[Position annotation records]
○ ○ ○ ○ ○ ○ ○
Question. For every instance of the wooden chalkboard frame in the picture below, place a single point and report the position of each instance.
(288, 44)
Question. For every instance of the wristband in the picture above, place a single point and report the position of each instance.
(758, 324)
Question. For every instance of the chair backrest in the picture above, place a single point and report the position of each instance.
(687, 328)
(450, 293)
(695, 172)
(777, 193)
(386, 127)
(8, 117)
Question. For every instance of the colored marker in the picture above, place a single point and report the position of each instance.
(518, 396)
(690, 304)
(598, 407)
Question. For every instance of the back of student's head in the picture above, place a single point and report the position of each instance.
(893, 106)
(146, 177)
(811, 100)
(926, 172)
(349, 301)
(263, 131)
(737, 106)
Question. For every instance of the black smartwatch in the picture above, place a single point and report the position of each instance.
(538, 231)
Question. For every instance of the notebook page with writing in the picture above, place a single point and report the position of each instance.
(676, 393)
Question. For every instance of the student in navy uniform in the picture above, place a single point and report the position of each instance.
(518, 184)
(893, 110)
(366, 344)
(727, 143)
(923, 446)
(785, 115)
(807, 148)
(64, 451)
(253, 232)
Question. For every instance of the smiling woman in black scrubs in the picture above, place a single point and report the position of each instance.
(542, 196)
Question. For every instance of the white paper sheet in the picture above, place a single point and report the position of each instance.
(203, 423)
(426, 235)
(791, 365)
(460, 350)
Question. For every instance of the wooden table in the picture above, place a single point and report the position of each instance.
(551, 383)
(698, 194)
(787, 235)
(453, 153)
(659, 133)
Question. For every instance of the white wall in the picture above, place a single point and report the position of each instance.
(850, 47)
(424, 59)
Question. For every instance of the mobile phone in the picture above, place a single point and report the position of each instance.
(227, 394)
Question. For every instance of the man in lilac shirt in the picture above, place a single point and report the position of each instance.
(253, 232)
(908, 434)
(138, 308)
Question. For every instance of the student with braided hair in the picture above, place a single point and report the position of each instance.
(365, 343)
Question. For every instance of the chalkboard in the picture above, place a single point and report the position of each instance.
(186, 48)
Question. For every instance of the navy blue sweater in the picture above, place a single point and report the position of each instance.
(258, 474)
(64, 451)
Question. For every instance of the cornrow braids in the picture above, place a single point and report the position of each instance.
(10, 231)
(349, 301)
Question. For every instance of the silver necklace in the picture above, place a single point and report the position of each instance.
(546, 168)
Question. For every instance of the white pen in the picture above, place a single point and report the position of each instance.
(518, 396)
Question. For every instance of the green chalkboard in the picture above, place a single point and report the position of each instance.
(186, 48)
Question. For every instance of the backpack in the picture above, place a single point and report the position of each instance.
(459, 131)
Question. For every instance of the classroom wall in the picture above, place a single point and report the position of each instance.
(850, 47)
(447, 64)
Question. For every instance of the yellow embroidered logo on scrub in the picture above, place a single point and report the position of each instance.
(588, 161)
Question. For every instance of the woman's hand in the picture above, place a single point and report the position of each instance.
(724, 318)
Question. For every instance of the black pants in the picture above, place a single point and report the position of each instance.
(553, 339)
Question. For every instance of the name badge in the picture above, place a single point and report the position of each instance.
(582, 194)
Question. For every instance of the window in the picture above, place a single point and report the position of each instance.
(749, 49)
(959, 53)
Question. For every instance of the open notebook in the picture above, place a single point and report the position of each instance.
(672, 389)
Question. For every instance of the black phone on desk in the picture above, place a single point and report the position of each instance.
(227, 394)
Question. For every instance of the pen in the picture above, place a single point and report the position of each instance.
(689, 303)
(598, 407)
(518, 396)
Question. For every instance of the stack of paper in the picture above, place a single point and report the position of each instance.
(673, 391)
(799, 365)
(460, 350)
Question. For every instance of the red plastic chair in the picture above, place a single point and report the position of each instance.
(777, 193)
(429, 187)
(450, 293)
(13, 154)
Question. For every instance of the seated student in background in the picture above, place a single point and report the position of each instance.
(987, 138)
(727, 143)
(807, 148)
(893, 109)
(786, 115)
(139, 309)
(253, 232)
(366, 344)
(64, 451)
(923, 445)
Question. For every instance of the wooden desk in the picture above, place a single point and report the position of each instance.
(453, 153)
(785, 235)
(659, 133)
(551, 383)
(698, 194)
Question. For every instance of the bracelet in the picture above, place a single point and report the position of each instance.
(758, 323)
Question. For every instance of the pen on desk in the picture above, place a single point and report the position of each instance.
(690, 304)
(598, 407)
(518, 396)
○ ○ ○ ○ ○ ○ ○
### GOAL:
Faithfully reproduce all of the records, character for character.

### COMPLETE RESPONSE:
Question. For every instance of the wooden chalkboard frame in the picture below, place a single point and report the position of each instance.
(288, 44)
Question. For every instance of the wristband in the picture above, place a single point and report the position of each instance.
(758, 324)
Question. For every instance of the chair backrest in the picture above, place a single point and report the position of each instance.
(687, 328)
(450, 293)
(695, 172)
(777, 193)
(386, 127)
(8, 117)
Question. For every instance of the colored marker in the picture above, place a single point and report the position of each instance.
(518, 396)
(690, 304)
(598, 407)
Question. For every instance of the back of student's head in the picture above, place a single point and report the position of each instance.
(893, 106)
(146, 177)
(811, 100)
(926, 172)
(349, 301)
(263, 131)
(737, 106)
Question. For every instance of the black smartwatch in the picture above, place a single point and report the position of each instance.
(538, 231)
Question. For every instance of the notebook page with writing in the picture above, place a single point and report the position of each instance.
(676, 393)
Question. For every instance of the student in navy uniform in the picture above, place a single point and report the position of each instance.
(518, 184)
(893, 110)
(366, 344)
(727, 143)
(923, 446)
(785, 115)
(807, 148)
(64, 451)
(253, 232)
Question. For every instance of the smiling woman in black scrubs in the picture above, place a single point and report the position of each instance.
(542, 196)
Question. For every instance of the white paper sheet in the picture above, place a single point and report the position of each instance.
(203, 423)
(426, 235)
(791, 365)
(460, 350)
Question. For every instance of the wooden table in the picture above, place a single point and report the position of each instance.
(551, 383)
(698, 194)
(787, 235)
(453, 153)
(659, 133)
Question. For every instance of the white wall in the picture above, place a single point and report the position of each instance.
(850, 47)
(424, 59)
Question. For every instance of the mobile phone in the picture above, place a single point and report the position of each instance.
(227, 394)
Question. For every instance of the man in lilac shirt in the picture above, place a single point and report the position of each instance.
(253, 232)
(908, 434)
(138, 308)
Question. For every instance of the student with braided hair in the picture above, place a single point and report the position of each instance.
(365, 343)
Question. For every instance of the chalkboard in the picture above, place a single point and report the position of each instance.
(186, 48)
Question. For every instance of the navy blue sweater in the picture above, place a single point and report the position of each instance.
(258, 474)
(64, 451)
Question. For every instance of the cornrow braids in the picture above, place a single point and report the position of each instance.
(10, 231)
(349, 301)
Question. For every instance of the silver necklace in the picture above, place a single point and report the position of each instance.
(546, 168)
Question. For every instance of the white pen in the picture above, place a single point and report the position of each instance.
(518, 396)
Question. For every instance of the green chalkboard in the picture above, place a single point and report the position of each instance.
(186, 48)
Question. For every instance of the backpack in the picture above, place a single point and report the position of each instance.
(459, 131)
Question. For every instance of the classroom wall in the picture above, place a single point and report the position of each instance.
(850, 47)
(447, 64)
Question. For every instance of the yellow embroidered logo on scrub in the picture above, place a single point and report the position of each instance.
(588, 161)
Question. For every instance of the woman's hand in the picture above, place a single point and report the position of each instance.
(724, 318)
Question. For every instance of the black pants in the picture above, place a single point and report the position of each instance.
(553, 339)
Question. For every instance of the name badge in the picture above, place a single point and report the position of each instance.
(582, 194)
Question. For every instance of the window in the picture above, place a single point and report the position of each instance.
(749, 49)
(959, 53)
Question. For every instance of the open notebook in the picture above, place a single point and report the position of each instance.
(672, 389)
Question. For every instance of the black phone on desk in the picture above, place a single point and report the position of each instance.
(227, 394)
Question. For every instance of the pen in the picture above, place a single point and report the position of each instance.
(689, 303)
(598, 407)
(518, 396)
Question. For every instance of the stack of paper in the picture above, place a single point and report the position of each instance.
(673, 391)
(799, 365)
(460, 350)
Question. For every instance of the red plastic chair in the picture above, place a single point and report the position of each instance.
(777, 193)
(429, 187)
(450, 293)
(13, 154)
Question. For every instance of the seated student in background in the picture above, place a single point and report the position of each instance.
(987, 138)
(727, 143)
(807, 148)
(893, 109)
(786, 115)
(139, 309)
(253, 232)
(366, 344)
(64, 451)
(923, 445)
Question. For every instance of the wooden desk in the picture above, place a single point and report the position of each instance.
(453, 153)
(785, 235)
(659, 133)
(551, 383)
(698, 194)
Question. For every instance of the bracelet in the picture above, place a single point and report the position of each instance.
(758, 323)
Question. For every instance of the pen on desk in the picture above, place a single point and report the position of each instance.
(690, 304)
(598, 407)
(518, 396)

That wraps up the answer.